* _Problem requirements_: Update the lines from the one containing "the crop field." through the one containing "[[134, 97, 186, 123], [31, 95, 49, 104]]" by replacing "exact" with "precise", changing nothing else. Return only those lines.
Begin
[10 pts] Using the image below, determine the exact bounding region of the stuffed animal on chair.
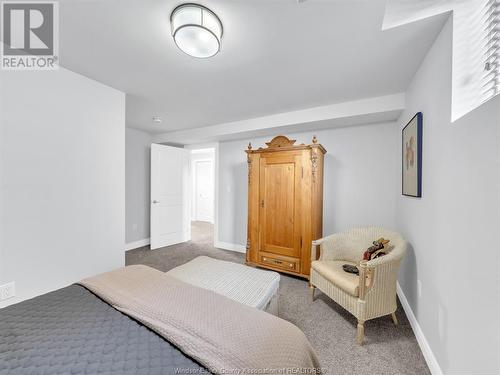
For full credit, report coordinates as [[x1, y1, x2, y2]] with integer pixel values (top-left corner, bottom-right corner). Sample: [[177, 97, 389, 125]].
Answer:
[[363, 237, 390, 260]]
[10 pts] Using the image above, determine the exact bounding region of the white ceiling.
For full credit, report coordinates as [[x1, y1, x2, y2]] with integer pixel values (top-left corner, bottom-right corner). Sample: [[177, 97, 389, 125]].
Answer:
[[60, 0, 447, 133]]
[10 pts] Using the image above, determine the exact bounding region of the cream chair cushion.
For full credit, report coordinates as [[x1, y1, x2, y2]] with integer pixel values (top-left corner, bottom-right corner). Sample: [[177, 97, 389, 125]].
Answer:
[[311, 260, 359, 297]]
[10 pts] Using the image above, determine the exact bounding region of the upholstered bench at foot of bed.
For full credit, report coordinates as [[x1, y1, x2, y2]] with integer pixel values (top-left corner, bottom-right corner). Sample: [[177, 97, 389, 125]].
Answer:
[[167, 256, 280, 316]]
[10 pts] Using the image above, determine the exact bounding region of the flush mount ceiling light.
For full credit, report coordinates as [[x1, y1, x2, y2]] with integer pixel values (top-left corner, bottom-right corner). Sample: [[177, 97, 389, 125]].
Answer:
[[170, 4, 222, 58]]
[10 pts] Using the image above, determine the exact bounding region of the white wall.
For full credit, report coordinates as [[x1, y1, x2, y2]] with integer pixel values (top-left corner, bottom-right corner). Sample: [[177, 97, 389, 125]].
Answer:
[[125, 128, 151, 243], [396, 19, 500, 375], [0, 69, 125, 307], [219, 123, 399, 245], [189, 148, 215, 222]]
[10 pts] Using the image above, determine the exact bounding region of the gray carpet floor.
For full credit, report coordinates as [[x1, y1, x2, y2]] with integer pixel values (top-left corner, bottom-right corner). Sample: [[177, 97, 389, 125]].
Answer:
[[125, 222, 430, 375]]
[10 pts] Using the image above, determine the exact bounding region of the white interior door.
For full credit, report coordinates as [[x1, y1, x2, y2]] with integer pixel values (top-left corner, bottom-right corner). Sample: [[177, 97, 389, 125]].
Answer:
[[194, 160, 214, 223], [151, 144, 191, 249]]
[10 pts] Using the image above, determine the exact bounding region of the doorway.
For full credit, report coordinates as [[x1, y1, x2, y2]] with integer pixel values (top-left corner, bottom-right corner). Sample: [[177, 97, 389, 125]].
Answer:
[[190, 148, 215, 245]]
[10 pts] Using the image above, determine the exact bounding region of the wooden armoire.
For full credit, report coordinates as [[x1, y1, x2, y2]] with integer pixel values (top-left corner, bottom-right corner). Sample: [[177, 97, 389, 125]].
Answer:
[[245, 135, 326, 278]]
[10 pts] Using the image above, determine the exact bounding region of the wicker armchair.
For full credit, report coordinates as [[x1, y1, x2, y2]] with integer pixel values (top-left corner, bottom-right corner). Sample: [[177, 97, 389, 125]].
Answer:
[[310, 227, 407, 345]]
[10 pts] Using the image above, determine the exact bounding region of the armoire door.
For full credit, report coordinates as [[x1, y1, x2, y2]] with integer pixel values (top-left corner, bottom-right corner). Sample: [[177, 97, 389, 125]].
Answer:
[[259, 152, 303, 257]]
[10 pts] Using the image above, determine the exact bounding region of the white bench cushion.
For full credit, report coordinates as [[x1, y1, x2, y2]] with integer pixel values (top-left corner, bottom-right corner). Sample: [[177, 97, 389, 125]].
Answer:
[[167, 256, 280, 310]]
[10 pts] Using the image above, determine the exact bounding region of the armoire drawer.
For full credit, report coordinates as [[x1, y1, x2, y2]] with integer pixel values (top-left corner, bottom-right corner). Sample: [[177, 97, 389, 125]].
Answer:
[[260, 253, 300, 272]]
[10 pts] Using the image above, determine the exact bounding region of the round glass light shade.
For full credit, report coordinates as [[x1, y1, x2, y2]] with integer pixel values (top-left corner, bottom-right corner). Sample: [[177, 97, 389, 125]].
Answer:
[[170, 4, 222, 58]]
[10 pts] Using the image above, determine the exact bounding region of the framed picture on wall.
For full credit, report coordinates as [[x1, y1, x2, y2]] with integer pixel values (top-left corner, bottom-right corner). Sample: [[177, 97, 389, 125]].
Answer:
[[402, 112, 423, 198]]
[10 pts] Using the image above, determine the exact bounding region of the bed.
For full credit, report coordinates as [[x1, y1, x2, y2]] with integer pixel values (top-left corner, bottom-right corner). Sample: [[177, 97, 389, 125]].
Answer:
[[0, 265, 320, 375], [0, 285, 205, 375]]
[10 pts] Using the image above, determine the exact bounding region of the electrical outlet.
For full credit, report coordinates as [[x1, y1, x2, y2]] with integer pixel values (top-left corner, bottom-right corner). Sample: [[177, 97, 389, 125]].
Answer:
[[0, 281, 16, 301]]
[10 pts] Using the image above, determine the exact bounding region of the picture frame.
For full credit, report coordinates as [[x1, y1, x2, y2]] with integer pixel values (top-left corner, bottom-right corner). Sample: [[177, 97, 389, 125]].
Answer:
[[401, 112, 423, 198]]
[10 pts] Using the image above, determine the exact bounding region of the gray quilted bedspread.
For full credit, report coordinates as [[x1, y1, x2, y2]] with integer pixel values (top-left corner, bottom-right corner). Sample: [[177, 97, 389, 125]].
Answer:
[[0, 285, 207, 375]]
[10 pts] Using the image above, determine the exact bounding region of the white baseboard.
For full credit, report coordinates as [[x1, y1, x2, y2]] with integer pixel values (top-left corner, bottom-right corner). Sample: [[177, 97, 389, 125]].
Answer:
[[397, 283, 443, 375], [214, 241, 247, 253], [125, 238, 150, 251]]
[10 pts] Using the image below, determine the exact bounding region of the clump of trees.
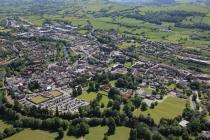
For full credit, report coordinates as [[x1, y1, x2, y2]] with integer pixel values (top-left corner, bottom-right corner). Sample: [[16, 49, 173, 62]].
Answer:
[[68, 122, 89, 137]]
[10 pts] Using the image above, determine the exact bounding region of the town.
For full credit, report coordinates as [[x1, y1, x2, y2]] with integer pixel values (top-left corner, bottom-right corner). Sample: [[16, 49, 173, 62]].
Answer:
[[0, 0, 210, 140]]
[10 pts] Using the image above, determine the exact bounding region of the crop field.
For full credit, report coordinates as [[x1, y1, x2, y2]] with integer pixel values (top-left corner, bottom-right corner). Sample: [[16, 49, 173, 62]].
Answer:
[[134, 97, 186, 123], [31, 95, 49, 104]]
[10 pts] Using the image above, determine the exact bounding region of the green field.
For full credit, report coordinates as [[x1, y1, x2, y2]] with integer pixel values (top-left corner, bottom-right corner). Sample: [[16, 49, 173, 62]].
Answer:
[[0, 120, 11, 132], [144, 87, 154, 94], [51, 90, 63, 97], [5, 129, 57, 140], [31, 95, 49, 104], [134, 97, 186, 123], [77, 91, 109, 106]]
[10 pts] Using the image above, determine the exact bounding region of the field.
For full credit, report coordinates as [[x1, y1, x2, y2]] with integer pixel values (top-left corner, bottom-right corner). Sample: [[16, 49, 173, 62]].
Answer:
[[5, 129, 57, 140], [51, 90, 63, 97], [77, 91, 109, 106], [0, 120, 11, 132], [134, 97, 186, 123], [144, 87, 154, 94], [31, 95, 49, 104]]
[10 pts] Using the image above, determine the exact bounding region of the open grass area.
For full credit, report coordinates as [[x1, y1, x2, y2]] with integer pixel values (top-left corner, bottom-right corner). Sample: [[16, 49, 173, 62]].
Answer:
[[144, 87, 154, 94], [31, 95, 49, 104], [134, 96, 187, 123], [5, 129, 57, 140], [22, 16, 45, 26], [109, 127, 130, 140], [118, 42, 140, 49], [77, 91, 109, 106], [109, 80, 117, 87], [0, 120, 11, 132], [51, 90, 63, 97], [168, 84, 176, 90]]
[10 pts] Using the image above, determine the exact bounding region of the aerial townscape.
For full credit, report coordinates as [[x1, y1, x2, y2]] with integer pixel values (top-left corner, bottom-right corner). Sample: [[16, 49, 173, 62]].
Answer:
[[0, 0, 210, 140]]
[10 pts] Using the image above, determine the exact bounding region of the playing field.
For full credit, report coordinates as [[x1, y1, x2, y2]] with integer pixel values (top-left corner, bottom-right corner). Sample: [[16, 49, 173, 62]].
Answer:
[[134, 97, 187, 123], [77, 91, 109, 106], [0, 120, 11, 132], [31, 95, 49, 104], [6, 129, 57, 140], [51, 90, 63, 97]]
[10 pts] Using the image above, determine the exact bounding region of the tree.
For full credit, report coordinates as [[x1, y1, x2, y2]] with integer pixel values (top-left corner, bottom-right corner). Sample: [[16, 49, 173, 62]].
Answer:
[[150, 103, 155, 109], [77, 86, 82, 95], [188, 119, 201, 132], [141, 102, 148, 111], [101, 103, 105, 108], [103, 135, 109, 140], [87, 82, 95, 92], [107, 118, 116, 135], [131, 97, 142, 108], [192, 94, 197, 102], [137, 123, 152, 140], [129, 128, 137, 140], [79, 122, 89, 136], [72, 88, 78, 97], [108, 88, 120, 99], [182, 129, 190, 140], [152, 132, 164, 140], [58, 128, 64, 139]]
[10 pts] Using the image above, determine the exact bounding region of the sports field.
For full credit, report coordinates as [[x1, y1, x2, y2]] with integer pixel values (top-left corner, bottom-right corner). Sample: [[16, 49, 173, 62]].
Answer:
[[51, 90, 62, 97], [77, 91, 109, 106], [134, 97, 187, 123], [31, 95, 49, 104]]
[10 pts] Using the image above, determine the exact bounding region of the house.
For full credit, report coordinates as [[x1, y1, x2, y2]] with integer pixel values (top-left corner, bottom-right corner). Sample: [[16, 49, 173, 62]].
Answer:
[[200, 131, 210, 140], [179, 120, 189, 127]]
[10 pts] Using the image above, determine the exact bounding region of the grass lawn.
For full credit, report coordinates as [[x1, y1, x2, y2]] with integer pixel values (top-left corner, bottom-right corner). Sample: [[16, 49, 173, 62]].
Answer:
[[85, 126, 108, 140], [134, 97, 187, 123], [6, 129, 57, 140], [109, 80, 117, 87], [168, 84, 176, 90], [77, 91, 109, 106], [31, 95, 49, 104], [118, 42, 139, 49], [0, 120, 11, 132], [51, 90, 63, 97], [109, 127, 130, 140], [124, 62, 132, 68]]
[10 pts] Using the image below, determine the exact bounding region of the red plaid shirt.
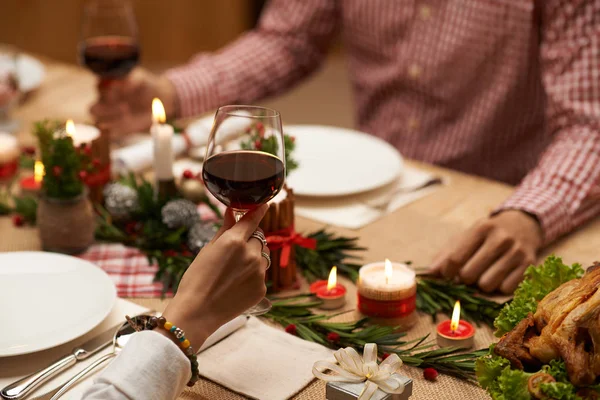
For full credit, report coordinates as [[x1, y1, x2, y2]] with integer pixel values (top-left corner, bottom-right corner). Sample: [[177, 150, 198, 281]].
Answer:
[[167, 0, 600, 243]]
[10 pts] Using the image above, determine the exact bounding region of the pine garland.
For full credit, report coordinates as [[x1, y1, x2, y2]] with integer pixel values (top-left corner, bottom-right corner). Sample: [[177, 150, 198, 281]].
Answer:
[[263, 294, 487, 382]]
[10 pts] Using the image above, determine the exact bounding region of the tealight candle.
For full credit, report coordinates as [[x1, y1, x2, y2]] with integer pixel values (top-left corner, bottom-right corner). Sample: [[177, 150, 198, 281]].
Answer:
[[0, 133, 20, 180], [65, 119, 100, 147], [437, 300, 475, 349], [357, 259, 417, 330], [310, 267, 346, 310], [19, 160, 45, 195]]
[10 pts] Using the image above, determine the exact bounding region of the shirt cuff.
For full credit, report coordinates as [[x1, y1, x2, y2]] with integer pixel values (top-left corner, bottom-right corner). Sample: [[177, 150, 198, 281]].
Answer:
[[493, 187, 572, 247], [165, 54, 219, 118], [96, 331, 192, 399]]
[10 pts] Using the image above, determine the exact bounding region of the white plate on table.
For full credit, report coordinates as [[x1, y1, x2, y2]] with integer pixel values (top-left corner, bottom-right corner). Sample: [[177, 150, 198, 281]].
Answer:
[[0, 252, 117, 357], [0, 53, 46, 93], [283, 125, 403, 196]]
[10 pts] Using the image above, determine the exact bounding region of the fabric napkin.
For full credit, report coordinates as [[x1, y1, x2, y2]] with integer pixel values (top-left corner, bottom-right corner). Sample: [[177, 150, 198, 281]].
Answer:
[[0, 299, 149, 400], [295, 165, 445, 229], [198, 317, 333, 400], [111, 114, 251, 174]]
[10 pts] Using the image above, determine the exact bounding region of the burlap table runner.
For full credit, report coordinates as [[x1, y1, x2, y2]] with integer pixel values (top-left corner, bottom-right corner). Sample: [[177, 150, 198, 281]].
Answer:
[[0, 227, 494, 400]]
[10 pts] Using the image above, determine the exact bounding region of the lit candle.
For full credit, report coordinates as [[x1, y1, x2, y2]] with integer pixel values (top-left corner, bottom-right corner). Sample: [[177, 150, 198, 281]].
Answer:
[[437, 300, 475, 349], [357, 259, 417, 330], [150, 98, 175, 182], [310, 267, 346, 310], [0, 133, 20, 180], [19, 160, 45, 195], [65, 119, 100, 147]]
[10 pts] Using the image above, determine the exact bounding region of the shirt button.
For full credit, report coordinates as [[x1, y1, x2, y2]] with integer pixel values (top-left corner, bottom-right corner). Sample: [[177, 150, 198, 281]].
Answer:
[[408, 118, 419, 129], [408, 64, 421, 79], [419, 6, 431, 21]]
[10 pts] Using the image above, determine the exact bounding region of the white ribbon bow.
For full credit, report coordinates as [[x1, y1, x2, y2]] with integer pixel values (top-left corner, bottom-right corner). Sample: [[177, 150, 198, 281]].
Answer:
[[313, 343, 404, 400]]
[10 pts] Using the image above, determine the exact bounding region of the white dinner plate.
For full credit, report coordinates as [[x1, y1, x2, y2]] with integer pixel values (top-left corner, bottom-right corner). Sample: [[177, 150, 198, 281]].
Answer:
[[283, 125, 403, 196], [0, 54, 46, 93], [0, 252, 117, 357]]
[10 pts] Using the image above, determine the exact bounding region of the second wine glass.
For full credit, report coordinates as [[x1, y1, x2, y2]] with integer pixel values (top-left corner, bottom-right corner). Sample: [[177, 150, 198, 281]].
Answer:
[[202, 105, 285, 315]]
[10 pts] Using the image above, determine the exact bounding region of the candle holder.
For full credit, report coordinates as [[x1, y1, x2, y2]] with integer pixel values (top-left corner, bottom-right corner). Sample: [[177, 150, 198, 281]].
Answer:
[[357, 260, 418, 331]]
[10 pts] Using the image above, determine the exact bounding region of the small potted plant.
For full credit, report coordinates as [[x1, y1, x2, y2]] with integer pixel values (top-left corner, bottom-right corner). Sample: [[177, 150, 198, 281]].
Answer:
[[34, 121, 95, 254]]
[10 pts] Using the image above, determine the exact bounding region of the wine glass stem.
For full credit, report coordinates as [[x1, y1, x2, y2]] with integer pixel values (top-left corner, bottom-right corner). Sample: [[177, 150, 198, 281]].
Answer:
[[233, 209, 247, 222]]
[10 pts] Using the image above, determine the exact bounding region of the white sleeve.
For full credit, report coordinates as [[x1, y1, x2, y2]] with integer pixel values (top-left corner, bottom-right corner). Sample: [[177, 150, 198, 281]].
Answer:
[[82, 331, 192, 400]]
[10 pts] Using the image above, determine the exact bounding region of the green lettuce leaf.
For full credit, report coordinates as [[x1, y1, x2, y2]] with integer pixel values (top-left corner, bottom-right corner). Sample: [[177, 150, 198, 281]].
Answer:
[[494, 255, 584, 337], [540, 382, 582, 400]]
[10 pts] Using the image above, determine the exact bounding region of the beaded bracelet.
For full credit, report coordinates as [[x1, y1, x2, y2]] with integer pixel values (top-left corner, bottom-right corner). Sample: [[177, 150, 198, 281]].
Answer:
[[148, 317, 200, 387]]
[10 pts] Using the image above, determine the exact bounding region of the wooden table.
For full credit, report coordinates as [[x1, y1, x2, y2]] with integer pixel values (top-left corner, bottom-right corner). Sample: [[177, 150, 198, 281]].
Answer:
[[0, 60, 600, 400]]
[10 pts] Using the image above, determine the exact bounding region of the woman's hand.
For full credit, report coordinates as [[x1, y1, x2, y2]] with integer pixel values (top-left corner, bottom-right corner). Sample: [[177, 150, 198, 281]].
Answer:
[[431, 210, 542, 294], [90, 68, 177, 137], [163, 205, 269, 349]]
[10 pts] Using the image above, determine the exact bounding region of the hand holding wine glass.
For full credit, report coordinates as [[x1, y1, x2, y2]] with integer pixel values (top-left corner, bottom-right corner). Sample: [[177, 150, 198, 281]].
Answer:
[[202, 106, 285, 315]]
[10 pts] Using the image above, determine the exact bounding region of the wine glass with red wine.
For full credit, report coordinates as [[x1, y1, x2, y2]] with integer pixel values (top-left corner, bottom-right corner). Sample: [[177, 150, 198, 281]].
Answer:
[[79, 0, 140, 82], [202, 106, 285, 315]]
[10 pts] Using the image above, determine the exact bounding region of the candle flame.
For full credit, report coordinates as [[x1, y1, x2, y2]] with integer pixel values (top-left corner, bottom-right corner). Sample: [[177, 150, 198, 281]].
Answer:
[[65, 119, 75, 137], [327, 267, 337, 290], [385, 258, 394, 284], [152, 97, 167, 124], [33, 160, 45, 183], [450, 300, 460, 332]]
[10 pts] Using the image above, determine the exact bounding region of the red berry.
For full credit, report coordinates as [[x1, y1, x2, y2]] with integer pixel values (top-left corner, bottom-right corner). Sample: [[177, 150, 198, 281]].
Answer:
[[285, 324, 296, 335], [327, 332, 340, 343], [125, 221, 137, 235], [13, 214, 25, 226], [163, 249, 177, 257], [423, 367, 438, 381], [23, 146, 35, 156]]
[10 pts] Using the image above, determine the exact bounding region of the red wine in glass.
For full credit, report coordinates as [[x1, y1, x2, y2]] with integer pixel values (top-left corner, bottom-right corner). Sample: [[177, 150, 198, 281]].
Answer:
[[202, 150, 285, 211], [80, 36, 140, 79]]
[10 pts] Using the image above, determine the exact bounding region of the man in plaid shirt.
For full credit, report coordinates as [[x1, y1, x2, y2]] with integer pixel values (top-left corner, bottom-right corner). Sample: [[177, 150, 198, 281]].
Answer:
[[92, 0, 600, 293]]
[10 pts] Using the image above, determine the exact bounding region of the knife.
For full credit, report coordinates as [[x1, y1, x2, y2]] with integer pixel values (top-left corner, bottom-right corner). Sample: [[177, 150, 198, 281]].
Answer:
[[0, 322, 123, 400]]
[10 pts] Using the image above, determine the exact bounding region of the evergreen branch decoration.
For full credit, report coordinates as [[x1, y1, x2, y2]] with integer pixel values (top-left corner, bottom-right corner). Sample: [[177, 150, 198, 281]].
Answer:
[[263, 294, 487, 382]]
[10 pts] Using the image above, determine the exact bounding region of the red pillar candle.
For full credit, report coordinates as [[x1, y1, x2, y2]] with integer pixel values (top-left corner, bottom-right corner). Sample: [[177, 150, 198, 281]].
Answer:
[[437, 300, 475, 349], [310, 267, 346, 310], [357, 260, 417, 330]]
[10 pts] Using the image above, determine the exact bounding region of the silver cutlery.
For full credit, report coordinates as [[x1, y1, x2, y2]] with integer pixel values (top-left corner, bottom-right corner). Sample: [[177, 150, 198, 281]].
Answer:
[[0, 324, 127, 400]]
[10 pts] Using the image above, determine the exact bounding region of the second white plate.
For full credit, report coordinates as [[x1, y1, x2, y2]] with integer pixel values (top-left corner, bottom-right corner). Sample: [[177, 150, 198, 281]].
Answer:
[[0, 252, 117, 357], [284, 125, 403, 196]]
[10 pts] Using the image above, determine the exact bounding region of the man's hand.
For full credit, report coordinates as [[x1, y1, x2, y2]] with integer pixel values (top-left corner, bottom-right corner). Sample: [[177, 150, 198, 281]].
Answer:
[[431, 210, 542, 293], [90, 68, 177, 137]]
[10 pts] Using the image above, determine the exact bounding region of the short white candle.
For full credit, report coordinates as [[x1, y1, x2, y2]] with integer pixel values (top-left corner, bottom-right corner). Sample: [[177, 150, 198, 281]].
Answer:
[[0, 132, 20, 164], [150, 98, 175, 181], [65, 120, 100, 147], [359, 260, 416, 292]]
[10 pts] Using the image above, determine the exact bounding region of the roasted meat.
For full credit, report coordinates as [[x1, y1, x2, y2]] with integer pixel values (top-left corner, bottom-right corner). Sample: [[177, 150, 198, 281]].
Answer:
[[495, 266, 600, 385]]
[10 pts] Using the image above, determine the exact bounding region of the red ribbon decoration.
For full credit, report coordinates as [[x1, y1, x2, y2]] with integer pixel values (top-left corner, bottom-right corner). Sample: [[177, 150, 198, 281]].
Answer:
[[0, 160, 19, 179], [358, 293, 417, 318], [265, 226, 317, 268]]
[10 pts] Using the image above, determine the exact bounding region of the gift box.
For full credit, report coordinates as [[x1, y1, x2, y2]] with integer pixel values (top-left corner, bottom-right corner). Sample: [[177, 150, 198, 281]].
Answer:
[[325, 375, 412, 400]]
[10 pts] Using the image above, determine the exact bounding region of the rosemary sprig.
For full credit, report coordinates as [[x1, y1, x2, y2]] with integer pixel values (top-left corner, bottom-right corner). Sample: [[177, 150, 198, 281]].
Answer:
[[417, 277, 504, 328], [264, 294, 487, 381], [296, 229, 365, 282]]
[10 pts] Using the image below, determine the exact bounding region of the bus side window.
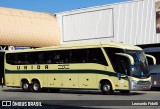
End
* _Response to the task_:
[10 pts] Using the image above, determine the precise bounding region of the crop field.
For full credit, report coordinates as [[x1, y1, x2, y2]] with integer pixel values (top-left corner, bottom-right corner). Sample: [[16, 49, 173, 62]].
Answer:
[[134, 97, 186, 123], [31, 95, 49, 104]]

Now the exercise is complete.